**Data for this task:**
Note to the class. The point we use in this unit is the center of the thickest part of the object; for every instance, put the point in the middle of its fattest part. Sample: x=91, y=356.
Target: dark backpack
...
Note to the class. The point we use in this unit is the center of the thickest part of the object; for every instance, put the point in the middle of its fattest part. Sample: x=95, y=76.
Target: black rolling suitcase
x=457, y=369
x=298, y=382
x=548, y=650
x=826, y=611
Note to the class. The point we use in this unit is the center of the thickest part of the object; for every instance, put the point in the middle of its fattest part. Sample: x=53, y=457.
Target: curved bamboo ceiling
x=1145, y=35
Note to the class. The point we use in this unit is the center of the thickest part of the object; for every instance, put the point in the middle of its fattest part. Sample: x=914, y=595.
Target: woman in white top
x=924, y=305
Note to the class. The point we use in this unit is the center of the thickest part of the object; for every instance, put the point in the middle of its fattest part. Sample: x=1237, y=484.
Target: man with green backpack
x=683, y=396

**Exercise objective:** Please print the records again without changes, starting at the line containing "Sample: x=1237, y=484." and ending at the line containing "x=683, y=396", with both of those lines included.

**Task result:**
Note to the class. The point we use in this unit is the center of the thickest part of the object; for every instance, put the point in the middle of its fattest part. Sample: x=1237, y=484.
Target: man with green backpack
x=683, y=396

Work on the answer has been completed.